What to do: Identify each line in the entries below that contains the string "bison", and copy those lines out.

Excerpts of pointing data:
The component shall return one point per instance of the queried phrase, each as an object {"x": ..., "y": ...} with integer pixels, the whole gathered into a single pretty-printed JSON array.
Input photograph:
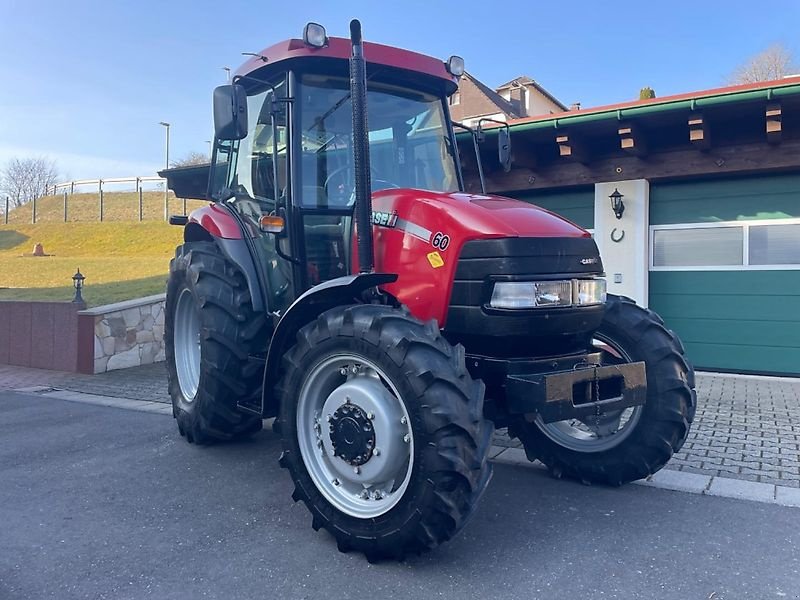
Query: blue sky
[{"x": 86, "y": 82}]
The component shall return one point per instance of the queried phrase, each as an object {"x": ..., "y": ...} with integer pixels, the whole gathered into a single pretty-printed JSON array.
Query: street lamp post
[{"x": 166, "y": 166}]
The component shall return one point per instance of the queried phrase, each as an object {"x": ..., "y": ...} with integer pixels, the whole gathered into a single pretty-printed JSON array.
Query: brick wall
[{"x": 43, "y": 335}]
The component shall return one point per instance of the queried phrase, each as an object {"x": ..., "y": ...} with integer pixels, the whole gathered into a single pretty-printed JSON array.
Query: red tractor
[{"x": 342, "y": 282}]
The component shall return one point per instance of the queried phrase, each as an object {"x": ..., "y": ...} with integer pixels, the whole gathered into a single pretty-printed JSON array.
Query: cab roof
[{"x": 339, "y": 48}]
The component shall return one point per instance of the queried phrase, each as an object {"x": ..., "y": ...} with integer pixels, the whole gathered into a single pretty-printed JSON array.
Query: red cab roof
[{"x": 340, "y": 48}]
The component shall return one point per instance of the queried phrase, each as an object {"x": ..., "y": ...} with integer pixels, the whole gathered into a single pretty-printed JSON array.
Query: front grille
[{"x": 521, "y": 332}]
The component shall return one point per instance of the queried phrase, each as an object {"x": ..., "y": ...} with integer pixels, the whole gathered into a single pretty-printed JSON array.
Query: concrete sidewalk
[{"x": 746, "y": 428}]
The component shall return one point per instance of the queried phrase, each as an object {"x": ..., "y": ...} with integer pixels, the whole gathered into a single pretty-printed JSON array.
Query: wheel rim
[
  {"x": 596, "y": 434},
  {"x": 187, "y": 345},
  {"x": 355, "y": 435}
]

---

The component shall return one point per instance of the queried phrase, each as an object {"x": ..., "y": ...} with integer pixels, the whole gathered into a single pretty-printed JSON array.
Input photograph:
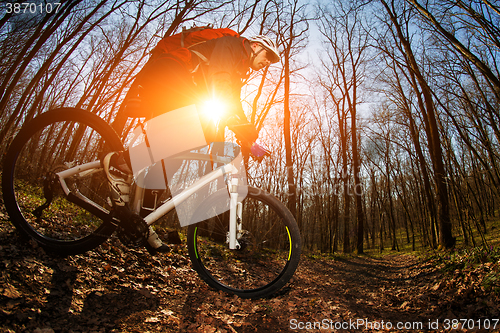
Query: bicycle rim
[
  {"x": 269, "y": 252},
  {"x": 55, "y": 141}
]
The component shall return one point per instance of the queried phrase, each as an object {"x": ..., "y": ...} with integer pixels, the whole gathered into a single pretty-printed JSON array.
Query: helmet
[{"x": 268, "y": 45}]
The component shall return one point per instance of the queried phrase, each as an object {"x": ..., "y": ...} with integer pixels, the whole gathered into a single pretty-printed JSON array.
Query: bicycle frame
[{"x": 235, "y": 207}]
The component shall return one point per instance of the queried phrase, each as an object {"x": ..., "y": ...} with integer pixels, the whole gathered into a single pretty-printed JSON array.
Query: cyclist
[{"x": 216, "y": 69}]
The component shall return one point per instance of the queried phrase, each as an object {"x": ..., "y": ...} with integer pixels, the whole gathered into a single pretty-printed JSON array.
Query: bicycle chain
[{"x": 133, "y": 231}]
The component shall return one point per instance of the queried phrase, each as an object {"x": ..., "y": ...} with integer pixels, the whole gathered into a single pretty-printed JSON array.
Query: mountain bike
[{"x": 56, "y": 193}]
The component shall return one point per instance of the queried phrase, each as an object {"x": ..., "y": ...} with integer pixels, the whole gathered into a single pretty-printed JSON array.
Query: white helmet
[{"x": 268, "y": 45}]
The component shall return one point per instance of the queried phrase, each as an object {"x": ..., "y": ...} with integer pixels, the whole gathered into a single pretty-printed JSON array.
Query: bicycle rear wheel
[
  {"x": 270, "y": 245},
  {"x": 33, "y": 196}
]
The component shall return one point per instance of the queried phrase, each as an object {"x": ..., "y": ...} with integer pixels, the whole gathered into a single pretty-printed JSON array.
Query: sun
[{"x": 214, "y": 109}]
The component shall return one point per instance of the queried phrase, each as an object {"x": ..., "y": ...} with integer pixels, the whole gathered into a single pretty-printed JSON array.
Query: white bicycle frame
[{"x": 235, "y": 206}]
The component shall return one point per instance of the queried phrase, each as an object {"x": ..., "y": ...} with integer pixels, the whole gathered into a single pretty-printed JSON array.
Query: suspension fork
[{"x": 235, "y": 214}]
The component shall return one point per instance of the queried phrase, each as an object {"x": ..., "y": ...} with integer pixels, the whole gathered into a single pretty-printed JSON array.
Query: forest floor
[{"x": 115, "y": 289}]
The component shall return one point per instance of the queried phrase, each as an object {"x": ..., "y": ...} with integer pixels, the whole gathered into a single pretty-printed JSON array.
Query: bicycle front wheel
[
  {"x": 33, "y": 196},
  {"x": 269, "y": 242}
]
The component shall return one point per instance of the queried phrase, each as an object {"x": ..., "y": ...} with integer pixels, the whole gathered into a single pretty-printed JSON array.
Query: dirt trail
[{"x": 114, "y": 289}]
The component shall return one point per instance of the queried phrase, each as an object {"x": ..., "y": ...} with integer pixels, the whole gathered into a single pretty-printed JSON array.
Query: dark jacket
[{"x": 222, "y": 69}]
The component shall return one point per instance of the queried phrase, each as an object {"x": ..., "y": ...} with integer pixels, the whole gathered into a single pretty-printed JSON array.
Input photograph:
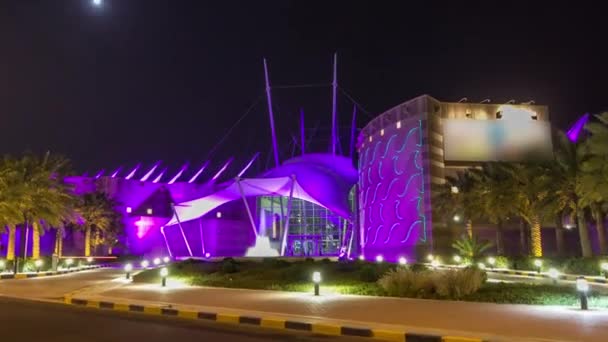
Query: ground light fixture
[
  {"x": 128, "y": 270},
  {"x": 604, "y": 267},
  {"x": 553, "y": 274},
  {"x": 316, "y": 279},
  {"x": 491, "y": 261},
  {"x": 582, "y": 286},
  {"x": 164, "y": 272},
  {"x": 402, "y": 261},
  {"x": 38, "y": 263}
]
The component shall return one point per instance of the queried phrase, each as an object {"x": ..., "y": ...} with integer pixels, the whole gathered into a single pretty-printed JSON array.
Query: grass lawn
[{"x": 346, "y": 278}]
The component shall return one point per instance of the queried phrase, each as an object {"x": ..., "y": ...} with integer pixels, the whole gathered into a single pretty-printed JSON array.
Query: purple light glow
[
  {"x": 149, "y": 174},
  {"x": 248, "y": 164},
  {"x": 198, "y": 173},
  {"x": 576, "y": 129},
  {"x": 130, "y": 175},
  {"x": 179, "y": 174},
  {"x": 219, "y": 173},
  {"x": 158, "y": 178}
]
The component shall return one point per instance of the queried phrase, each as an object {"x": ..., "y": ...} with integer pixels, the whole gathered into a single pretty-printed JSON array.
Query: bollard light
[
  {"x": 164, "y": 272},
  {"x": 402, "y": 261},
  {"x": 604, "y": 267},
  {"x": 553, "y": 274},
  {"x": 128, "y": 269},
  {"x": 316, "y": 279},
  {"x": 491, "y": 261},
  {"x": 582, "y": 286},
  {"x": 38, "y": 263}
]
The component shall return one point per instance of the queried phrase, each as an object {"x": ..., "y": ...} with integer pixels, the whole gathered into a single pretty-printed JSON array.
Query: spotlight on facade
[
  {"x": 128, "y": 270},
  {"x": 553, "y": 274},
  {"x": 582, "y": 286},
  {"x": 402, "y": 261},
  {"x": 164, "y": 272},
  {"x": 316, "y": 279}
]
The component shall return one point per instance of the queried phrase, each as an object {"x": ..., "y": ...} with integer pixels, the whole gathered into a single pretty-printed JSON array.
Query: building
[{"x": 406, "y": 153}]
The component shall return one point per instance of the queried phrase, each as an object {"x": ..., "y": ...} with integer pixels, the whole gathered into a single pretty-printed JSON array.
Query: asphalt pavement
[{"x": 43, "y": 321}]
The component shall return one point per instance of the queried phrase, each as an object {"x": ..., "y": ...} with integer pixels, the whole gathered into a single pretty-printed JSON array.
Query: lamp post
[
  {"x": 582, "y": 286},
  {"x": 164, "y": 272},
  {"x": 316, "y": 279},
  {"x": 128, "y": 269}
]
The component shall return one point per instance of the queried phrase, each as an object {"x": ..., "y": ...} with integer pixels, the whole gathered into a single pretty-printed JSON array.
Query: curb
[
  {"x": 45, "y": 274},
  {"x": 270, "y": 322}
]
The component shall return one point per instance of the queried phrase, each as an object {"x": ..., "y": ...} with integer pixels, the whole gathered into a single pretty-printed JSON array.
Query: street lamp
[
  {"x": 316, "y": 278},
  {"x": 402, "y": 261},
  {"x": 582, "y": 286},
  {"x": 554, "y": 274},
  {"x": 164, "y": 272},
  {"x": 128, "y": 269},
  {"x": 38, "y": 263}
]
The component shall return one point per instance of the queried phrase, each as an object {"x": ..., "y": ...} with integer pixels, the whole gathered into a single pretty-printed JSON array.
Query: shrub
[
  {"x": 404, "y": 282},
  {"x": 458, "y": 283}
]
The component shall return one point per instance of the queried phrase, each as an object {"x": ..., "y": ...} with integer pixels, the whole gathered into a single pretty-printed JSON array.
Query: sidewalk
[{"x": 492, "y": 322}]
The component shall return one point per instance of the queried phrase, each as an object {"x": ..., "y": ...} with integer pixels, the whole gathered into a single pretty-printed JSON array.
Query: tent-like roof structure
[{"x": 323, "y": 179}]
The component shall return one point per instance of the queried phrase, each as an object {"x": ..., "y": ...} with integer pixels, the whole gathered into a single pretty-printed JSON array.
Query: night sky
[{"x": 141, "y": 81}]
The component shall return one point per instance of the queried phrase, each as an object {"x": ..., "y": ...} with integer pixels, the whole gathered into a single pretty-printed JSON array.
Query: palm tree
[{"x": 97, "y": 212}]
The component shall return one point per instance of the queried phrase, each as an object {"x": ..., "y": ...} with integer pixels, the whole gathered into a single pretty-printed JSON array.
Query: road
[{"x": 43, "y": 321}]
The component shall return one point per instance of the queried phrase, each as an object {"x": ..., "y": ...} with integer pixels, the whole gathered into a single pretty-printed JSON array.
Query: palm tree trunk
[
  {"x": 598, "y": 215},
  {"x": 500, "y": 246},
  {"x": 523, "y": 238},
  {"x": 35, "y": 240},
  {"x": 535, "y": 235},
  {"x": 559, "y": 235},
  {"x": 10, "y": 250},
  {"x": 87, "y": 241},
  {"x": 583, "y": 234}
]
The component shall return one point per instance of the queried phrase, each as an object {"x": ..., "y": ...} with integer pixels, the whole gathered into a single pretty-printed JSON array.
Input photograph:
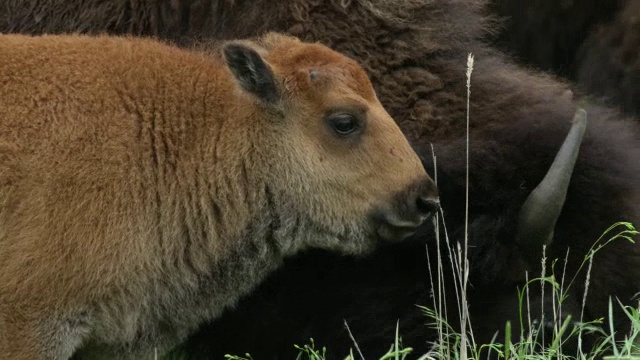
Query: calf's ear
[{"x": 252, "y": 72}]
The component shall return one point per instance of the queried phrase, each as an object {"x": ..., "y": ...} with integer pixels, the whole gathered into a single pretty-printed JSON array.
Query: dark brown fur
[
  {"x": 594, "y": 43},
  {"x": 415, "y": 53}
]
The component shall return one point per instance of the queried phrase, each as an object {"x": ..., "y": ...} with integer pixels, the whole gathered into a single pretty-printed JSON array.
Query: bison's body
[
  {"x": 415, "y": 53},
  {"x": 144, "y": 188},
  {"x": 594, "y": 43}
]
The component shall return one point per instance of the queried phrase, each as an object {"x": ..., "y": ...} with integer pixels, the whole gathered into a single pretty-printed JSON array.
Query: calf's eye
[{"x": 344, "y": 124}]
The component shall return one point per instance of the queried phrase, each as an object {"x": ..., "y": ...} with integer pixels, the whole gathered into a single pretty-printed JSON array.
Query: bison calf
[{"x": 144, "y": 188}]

--

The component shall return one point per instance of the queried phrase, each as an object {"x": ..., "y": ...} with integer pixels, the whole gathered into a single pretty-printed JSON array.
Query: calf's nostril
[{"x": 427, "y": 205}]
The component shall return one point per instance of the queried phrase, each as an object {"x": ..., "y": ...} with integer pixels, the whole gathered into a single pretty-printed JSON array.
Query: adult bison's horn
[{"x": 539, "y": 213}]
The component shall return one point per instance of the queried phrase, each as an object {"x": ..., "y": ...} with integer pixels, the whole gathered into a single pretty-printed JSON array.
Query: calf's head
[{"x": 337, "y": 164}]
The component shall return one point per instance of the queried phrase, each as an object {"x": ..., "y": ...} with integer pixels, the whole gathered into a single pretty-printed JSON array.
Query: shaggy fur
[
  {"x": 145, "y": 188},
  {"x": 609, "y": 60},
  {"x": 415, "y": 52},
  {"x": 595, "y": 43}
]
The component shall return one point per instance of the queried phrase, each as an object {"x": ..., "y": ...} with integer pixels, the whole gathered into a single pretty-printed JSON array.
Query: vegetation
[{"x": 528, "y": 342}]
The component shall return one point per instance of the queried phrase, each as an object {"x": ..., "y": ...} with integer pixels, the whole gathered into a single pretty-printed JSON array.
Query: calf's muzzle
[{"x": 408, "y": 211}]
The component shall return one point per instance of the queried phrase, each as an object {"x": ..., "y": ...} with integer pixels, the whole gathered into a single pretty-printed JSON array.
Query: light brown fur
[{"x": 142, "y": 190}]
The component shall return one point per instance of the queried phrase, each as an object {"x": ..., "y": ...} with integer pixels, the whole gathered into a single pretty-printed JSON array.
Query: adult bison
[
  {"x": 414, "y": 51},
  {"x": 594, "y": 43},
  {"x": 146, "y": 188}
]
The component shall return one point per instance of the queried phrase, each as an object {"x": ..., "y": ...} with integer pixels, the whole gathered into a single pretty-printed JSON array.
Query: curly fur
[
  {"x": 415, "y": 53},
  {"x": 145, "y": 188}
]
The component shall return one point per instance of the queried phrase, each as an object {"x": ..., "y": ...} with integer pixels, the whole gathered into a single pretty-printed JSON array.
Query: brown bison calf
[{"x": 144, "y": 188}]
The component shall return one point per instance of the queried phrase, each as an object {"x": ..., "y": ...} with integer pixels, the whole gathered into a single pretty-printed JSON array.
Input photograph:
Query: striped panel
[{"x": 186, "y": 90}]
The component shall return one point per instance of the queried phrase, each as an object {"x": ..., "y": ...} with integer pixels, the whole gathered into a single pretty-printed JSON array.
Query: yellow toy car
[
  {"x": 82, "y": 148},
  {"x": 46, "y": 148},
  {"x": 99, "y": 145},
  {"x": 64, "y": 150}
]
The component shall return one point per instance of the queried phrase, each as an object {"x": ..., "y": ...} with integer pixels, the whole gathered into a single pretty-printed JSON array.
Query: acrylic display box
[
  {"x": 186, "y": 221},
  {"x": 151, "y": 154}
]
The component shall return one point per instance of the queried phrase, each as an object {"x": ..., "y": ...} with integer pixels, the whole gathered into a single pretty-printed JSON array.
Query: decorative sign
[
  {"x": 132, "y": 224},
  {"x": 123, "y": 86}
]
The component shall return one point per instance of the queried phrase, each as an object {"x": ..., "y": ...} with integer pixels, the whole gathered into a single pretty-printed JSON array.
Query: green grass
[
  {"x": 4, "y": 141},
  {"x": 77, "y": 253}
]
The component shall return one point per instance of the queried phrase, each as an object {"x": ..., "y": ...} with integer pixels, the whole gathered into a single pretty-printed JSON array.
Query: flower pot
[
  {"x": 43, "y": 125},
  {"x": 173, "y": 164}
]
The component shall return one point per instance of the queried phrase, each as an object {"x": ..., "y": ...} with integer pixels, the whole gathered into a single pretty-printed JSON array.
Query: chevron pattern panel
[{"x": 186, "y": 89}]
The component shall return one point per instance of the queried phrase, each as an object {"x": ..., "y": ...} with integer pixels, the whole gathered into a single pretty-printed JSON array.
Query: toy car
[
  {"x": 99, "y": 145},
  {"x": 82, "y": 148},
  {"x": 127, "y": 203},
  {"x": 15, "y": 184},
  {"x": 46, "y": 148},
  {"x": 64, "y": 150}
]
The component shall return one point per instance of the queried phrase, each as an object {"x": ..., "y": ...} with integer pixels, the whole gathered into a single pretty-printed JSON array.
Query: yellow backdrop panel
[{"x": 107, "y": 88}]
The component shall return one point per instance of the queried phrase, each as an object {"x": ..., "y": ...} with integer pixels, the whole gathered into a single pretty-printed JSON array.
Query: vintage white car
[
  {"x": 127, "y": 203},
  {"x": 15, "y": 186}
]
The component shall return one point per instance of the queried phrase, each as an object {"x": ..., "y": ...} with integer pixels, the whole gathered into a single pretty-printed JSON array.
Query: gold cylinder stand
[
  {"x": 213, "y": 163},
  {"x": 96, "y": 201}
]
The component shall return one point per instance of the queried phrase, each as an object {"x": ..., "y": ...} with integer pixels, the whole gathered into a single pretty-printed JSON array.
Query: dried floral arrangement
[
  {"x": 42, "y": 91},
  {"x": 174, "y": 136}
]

Solution to the problem:
Query: bison's body
Query: bison calf
Query: adult bison's horn
Query: adult bison
Query: brown bison calf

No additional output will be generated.